— Start of Extract to read —

From: Ashish Kalra <ashish.kalra@amd.com>

When SEV-SNP is enabled, all writes to memory are checked to ensure
integrity of SNP guest memory. This imposes performance overhead on the
whole system.

RMPOPT is a new instruction that minimizes the performance overhead of
RMP checks on the hypervisor and on non-SNP guests by allowing RMP
checks to be skipped for 1GB regions of memory that are known not to
contain any SEV-SNP guest memory.

Add support for performing RMP optimizations asynchronously using a
dedicated workqueue.

Enable RMPOPT optimizations for up to 2TB of system RAM starting from
the lowest physical memory address aligned down to a 1GB boundary at
RMP initialization time. RMP checks can initially be skipped for 1GB
memory ranges that do not contain SEV-SNP guest memory (excluding
preassigned pages such as the RMP table and firmware pages). As SNP
guests are launched, RMPUPDATE will disable the corresponding RMPOPT
optimizations.

Suggested-by: Thomas Lendacky <thomas.lendacky@amd.com>
Suggested-by: Dave Hansen <dave.hansen@linux.intel.com>
Reviewed-by: Ackerley Tng <ackerleytng@google.com>
Signed-off-by: Ashish Kalra <ashish.kalra@amd.com>
---
 arch/x86/virt/svm/sev.c | 208 +++++++++++++++++++++++++++++++++++++++-
 1 file changed, 205 insertions(+), 3 deletions(-)

— End of Extract to read —
— Start of Extracted information —

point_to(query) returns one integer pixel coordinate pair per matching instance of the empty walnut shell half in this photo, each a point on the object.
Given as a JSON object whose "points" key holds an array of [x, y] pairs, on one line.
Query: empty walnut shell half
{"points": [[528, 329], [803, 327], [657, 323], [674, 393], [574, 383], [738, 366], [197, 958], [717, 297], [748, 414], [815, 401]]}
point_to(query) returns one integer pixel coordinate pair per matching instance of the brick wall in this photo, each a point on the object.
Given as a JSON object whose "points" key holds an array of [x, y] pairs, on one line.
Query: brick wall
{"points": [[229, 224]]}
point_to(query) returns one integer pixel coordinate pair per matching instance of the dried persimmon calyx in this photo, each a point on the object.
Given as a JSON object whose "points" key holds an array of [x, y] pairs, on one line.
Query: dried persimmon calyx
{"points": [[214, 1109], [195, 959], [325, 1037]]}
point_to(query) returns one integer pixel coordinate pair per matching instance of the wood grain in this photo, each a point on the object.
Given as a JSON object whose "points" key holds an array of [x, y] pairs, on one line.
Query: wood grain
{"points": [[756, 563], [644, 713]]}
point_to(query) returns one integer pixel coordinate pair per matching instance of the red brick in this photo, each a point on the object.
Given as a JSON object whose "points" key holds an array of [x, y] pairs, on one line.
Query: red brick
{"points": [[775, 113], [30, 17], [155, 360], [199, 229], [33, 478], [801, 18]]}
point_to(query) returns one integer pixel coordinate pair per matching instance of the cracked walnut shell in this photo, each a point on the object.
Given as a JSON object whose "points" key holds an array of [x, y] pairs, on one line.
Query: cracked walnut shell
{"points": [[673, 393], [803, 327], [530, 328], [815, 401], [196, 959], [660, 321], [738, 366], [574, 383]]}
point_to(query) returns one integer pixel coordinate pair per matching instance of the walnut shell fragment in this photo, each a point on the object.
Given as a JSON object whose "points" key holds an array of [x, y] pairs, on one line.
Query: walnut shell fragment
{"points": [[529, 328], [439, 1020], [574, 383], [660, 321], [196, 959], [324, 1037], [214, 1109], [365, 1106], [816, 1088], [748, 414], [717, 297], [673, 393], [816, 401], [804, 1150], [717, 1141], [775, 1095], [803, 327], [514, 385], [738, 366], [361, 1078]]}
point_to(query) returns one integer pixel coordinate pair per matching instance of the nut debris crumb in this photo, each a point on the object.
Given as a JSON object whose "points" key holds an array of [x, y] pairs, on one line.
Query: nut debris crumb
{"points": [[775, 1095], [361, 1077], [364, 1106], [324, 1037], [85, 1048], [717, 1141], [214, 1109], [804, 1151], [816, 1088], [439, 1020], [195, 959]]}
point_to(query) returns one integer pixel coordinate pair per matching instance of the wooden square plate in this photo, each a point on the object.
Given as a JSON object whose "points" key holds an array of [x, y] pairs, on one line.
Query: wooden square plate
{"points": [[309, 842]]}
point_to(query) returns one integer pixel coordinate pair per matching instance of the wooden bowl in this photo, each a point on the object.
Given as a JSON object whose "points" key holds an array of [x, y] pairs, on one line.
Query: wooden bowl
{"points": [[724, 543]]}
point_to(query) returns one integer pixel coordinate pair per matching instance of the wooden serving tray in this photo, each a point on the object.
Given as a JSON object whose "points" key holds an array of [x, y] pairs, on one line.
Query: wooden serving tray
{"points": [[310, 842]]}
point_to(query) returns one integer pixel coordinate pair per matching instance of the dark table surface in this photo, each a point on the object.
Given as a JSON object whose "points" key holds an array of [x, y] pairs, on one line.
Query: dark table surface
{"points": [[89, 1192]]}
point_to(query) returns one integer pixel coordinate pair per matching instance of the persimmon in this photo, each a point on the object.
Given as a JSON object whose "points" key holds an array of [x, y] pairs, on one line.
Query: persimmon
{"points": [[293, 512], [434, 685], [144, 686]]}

— End of Extracted information —

Tasks >>
a - According to the RMPOPT patch description, for how much system RAM are RMPOPT optimizations enabled at RMP initialization time?
b - Reproduce the RMPOPT patch description between "When SEV-SNP is" and "dedicated workqueue.", inclusive.
c - Carry on the RMPOPT patch description from the point where it ends.

Answers per task >>
a - Up to 2TB of system RAM.

b -
When SEV-SNP is enabled, all writes to memory are checked to ensure
integrity of SNP guest memory. This imposes performance overhead on the
whole system.

RMPOPT is a new instruction that minimizes the performance overhead of
RMP checks on the hypervisor and on non-SNP guests by allowing RMP
checks to be skipped for 1GB regions of memory that are known not to
contain any SEV-SNP guest memory.

Add support for performing RMP optimizations asynchronously using a
dedicated workqueue.

c -
diff --git a/arch/x86/virt/svm/sev.c b/arch/x86/virt/svm/sev.c
index 482008bb07e4..b42788a66d40 100644
--- a/arch/x86/virt/svm/sev.c
+++ b/arch/x86/virt/svm/sev.c
@@ -19,6 +19,7 @@
 #include <linux/iommu.h>
 #include <linux/amd-iommu.h>
 #include <linux/nospec.h>
+#include <linux/workqueue.h>
 
 #include <asm/sev.h>
 #include <asm/processor.h>
@@ -125,9 +126,20 @@ static void *rmp_bookkeeping __ro_after_init;
 static u64 probed_rmp_base, probed_rmp_size;
 
 static cpumask_t rmpopt_cpumask;
-static phys_addr_t rmpopt_pa_start;
+static phys_addr_t rmpopt_pa_start, rmpopt_pa_end;
 static bool rmpopt_configured;
 
+enum rmpopt_function {
+	RMPOPT_FUNC_VERIFY_AND_REPORT_STATUS,
+	RMPOPT_FUNC_REPORT_STATUS
+};
+
+#define RMPOPT_WORK_TIMEOUT	10000
+
+static struct workqueue_struct *rmpopt_wq;
+static struct delayed_work rmpopt_delayed_work;
+static DEFINE_MUTEX(rmpopt_wq_mutex);
+
 static LIST_HEAD(snp_leaked_pages_list);
 static DEFINE_SPINLOCK(snp_leaked_pages_list_lock);
 
@@ -568,6 +580,14 @@ static void rmpopt_cleanup(void)
 {
 	int cpu;
 
+	guard(mutex)(&rmpopt_wq_mutex);
+
+	if (!rmpopt_wq)
+		return;
+
+	cancel_delayed_work_sync(&rmpopt_delayed_work);
+	destroy_workqueue(rmpopt_wq);
+
 	cpus_read_lock();
 
 	for_each_cpu(cpu, &rmpopt_cpumask)
@@ -576,7 +596,8 @@ static void rmpopt_cleanup(void)
 	cpus_read_unlock();
 
 	cpumask_clear(&rmpopt_cpumask);
-	rmpopt_pa_start = 0;
+	rmpopt_pa_start = rmpopt_pa_end = 0;
+	rmpopt_wq = NULL;
 }
 
 void snp_shutdown(void)
@@ -599,6 +620,146 @@ void snp_clear_rmpopt_configured(void)
 	rmpopt_configured = false;
 }
 
+/*
+ * RMPOPT: F2 0F 01 FC
+ *   Input:  RAX = system physical address (1GB aligned)
+ *           RCX = operation type
+ *   Output: CF set if the range was optimized
+ */
+static inline bool __rmpopt(u64 pa_start, u64 op_type)
+{
+	bool optimized;
+
+	asm volatile(".byte 0xf2, 0x0f, 0x01, 0xfc"
+		     : "=@ccc" (optimized)
+		     : "a" (pa_start), "c" (op_type)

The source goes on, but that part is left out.